**What you should do:**
Count the lines in the material below that contain the string "hedge". Reply with the number alone.

--*--

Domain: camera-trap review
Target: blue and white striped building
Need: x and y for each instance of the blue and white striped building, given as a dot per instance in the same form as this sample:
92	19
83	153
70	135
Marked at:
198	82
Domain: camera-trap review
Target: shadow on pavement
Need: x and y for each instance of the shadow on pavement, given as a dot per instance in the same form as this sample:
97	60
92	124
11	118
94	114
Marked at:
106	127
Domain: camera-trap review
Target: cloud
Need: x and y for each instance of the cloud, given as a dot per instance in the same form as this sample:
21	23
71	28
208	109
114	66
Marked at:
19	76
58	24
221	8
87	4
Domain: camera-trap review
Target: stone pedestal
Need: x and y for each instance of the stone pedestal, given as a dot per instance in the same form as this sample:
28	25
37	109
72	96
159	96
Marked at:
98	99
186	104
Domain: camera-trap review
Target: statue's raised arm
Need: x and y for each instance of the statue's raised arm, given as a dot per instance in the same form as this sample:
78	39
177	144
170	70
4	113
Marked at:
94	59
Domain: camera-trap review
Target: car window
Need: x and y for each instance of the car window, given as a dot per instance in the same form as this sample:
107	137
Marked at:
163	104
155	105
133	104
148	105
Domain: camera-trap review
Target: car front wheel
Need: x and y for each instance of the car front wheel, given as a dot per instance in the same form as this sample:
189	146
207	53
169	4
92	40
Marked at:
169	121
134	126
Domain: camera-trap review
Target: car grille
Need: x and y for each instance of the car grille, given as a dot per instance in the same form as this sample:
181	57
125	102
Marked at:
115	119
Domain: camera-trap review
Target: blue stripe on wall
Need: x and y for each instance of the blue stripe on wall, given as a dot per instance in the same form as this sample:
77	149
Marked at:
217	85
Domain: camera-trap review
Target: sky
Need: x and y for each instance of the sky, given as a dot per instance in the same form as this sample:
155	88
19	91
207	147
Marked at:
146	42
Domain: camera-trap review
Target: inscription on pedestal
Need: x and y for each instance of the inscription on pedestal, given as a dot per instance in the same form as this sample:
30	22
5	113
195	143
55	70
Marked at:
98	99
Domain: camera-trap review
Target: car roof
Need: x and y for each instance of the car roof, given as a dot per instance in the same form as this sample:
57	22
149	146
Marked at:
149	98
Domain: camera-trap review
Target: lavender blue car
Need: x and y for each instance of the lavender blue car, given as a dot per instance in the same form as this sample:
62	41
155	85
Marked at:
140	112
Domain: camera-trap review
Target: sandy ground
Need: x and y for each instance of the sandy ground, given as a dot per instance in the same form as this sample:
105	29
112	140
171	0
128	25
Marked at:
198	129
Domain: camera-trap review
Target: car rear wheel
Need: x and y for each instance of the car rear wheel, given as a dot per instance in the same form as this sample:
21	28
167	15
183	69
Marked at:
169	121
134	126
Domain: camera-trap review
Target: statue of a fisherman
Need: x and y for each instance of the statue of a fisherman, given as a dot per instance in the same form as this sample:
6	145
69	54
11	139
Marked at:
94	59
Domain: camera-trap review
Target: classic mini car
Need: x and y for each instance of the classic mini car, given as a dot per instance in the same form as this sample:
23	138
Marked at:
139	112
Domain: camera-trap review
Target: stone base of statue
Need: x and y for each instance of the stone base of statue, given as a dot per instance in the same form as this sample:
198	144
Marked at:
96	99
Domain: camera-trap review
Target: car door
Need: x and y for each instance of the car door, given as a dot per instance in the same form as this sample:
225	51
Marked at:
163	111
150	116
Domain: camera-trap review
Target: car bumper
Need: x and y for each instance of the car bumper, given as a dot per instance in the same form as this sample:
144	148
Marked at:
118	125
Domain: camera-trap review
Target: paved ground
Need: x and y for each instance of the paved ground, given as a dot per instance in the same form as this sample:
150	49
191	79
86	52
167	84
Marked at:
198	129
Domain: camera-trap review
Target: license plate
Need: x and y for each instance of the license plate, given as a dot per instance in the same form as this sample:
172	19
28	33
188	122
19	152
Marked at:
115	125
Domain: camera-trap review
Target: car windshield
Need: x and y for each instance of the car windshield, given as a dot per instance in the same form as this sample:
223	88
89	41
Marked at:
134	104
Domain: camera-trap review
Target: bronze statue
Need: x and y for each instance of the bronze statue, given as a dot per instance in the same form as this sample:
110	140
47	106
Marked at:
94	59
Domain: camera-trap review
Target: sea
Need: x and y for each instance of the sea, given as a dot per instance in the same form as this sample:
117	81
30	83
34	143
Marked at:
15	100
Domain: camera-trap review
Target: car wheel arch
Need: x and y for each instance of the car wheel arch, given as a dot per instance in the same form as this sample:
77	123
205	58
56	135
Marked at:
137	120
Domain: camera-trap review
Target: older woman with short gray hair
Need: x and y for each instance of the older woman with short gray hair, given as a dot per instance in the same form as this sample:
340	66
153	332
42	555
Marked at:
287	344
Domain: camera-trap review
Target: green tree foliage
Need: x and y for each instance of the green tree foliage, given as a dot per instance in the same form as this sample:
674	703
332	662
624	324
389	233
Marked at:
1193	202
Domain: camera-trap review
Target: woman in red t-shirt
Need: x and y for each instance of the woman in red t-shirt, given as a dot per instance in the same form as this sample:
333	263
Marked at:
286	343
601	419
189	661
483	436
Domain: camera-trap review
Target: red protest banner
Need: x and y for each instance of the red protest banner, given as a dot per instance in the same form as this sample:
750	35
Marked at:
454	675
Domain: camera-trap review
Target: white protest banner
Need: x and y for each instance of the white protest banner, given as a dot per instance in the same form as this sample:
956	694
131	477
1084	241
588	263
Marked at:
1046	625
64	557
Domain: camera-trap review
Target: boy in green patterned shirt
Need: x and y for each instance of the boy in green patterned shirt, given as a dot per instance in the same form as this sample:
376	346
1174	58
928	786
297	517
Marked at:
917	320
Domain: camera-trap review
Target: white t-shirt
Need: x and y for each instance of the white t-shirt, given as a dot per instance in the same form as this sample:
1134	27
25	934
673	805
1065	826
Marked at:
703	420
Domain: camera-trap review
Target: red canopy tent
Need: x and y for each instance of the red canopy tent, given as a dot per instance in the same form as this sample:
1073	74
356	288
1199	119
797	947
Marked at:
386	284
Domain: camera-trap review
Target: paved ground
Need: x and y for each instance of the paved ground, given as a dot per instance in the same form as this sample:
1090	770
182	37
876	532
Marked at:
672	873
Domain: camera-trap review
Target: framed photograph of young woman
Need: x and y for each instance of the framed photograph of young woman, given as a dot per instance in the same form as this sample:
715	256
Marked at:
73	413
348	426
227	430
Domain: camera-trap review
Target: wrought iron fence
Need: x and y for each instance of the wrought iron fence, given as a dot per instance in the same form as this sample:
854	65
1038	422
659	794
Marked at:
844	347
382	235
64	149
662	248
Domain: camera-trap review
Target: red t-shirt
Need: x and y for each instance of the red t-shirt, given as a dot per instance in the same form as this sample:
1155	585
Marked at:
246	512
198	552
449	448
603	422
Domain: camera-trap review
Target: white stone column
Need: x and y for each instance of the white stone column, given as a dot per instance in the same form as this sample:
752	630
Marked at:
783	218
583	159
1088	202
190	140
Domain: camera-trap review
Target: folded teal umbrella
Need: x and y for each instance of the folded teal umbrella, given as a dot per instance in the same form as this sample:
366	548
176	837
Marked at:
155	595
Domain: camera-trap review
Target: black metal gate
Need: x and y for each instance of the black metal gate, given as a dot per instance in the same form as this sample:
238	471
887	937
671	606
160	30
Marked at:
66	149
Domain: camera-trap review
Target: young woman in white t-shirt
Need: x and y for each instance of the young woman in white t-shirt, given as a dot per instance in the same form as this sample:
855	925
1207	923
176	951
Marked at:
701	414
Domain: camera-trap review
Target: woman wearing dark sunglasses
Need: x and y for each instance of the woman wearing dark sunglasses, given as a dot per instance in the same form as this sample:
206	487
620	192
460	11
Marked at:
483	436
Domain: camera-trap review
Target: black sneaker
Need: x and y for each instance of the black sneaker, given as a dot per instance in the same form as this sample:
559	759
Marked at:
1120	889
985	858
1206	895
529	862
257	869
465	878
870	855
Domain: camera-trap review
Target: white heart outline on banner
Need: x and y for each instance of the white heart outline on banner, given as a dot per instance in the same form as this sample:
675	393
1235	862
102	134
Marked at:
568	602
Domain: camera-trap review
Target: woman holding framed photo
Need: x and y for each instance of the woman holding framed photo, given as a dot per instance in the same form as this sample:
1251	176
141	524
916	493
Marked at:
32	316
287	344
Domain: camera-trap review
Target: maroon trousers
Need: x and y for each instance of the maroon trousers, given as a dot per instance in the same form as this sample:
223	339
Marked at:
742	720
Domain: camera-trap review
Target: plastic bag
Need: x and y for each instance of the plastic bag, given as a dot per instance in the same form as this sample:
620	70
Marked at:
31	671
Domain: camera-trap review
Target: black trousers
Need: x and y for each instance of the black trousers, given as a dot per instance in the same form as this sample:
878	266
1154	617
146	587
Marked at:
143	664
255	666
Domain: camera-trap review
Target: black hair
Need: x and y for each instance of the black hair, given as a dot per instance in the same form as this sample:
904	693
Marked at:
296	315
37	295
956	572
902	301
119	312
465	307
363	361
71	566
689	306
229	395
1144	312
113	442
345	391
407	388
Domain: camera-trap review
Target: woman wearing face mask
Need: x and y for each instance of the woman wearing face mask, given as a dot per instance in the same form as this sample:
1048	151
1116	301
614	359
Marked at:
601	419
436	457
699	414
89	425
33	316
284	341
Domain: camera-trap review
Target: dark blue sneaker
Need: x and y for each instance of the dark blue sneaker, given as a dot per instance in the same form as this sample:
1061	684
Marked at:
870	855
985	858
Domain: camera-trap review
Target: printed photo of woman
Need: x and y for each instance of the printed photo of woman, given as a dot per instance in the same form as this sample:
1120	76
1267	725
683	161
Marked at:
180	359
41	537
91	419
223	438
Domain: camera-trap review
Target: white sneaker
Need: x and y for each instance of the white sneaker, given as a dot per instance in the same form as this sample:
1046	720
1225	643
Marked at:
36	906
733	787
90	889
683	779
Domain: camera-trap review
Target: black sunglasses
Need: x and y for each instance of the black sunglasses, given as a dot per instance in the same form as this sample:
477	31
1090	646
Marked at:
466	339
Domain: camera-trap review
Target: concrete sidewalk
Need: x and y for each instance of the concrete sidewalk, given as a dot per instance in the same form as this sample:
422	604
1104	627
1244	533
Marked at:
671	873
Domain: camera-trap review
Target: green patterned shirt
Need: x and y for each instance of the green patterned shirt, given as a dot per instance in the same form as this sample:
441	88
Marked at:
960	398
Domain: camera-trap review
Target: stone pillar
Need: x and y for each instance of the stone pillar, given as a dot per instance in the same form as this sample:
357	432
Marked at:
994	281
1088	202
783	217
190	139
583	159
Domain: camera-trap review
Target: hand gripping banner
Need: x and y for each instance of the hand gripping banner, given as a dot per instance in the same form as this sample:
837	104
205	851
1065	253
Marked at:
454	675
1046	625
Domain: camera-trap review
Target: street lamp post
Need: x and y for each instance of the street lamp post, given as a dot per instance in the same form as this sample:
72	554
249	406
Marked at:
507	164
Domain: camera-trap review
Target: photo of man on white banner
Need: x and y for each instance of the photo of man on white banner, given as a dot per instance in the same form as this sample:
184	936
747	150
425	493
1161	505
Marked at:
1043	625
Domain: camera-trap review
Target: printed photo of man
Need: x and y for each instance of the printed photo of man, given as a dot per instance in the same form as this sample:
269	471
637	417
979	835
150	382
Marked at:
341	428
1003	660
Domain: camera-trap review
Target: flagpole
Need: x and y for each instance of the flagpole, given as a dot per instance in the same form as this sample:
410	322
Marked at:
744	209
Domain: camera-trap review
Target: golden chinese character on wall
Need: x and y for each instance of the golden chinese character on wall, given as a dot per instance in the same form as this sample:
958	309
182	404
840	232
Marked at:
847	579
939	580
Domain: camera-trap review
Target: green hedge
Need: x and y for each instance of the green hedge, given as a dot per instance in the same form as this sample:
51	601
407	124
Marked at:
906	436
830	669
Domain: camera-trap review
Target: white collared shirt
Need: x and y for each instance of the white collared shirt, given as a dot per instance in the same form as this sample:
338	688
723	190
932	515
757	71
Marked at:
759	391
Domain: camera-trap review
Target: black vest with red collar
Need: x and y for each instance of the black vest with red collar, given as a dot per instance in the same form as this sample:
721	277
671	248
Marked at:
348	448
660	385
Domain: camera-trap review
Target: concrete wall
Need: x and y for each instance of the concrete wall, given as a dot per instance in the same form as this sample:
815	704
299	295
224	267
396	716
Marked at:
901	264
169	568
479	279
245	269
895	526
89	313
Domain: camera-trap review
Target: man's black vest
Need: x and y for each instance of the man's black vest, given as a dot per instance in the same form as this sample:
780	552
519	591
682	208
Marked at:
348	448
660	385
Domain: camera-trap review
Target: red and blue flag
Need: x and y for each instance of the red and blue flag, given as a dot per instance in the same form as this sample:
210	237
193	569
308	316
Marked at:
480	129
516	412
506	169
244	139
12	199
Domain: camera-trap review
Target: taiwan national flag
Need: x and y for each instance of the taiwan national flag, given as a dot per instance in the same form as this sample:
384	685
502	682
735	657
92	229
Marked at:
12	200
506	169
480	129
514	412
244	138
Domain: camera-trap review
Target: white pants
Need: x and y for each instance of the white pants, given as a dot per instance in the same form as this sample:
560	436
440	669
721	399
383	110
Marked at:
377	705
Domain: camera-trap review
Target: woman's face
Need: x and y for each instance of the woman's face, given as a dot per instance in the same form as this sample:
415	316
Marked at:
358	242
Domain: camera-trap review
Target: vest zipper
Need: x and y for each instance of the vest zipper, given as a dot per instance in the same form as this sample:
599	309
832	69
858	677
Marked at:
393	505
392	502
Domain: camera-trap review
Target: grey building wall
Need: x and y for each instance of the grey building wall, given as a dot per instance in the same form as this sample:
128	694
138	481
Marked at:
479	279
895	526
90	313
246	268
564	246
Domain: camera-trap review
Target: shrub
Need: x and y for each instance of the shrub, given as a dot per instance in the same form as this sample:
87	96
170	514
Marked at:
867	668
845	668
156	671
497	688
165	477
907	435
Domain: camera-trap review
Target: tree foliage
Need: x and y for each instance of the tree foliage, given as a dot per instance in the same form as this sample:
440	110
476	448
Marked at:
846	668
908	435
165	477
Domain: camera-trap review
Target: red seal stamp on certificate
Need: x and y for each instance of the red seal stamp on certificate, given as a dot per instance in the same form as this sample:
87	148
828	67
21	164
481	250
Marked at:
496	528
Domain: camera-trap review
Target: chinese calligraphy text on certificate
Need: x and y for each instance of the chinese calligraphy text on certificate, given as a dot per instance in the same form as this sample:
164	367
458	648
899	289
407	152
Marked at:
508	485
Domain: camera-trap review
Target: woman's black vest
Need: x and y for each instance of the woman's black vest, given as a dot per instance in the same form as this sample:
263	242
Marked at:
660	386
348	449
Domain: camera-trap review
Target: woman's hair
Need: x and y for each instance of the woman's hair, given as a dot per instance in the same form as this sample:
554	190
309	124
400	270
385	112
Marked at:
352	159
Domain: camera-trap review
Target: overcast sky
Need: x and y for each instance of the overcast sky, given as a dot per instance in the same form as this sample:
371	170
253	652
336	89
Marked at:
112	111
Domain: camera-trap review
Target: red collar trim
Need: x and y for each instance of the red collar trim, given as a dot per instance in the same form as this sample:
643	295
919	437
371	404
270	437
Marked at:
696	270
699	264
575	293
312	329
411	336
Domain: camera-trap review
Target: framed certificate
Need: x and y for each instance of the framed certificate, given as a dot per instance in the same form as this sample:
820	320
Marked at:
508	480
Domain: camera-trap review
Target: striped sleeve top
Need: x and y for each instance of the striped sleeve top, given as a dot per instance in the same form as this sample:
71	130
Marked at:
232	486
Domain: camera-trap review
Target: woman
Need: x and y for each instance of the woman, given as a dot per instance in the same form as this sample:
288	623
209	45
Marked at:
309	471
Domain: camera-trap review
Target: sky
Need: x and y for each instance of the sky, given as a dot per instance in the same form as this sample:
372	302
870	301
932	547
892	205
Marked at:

--*--

**Full response:**
2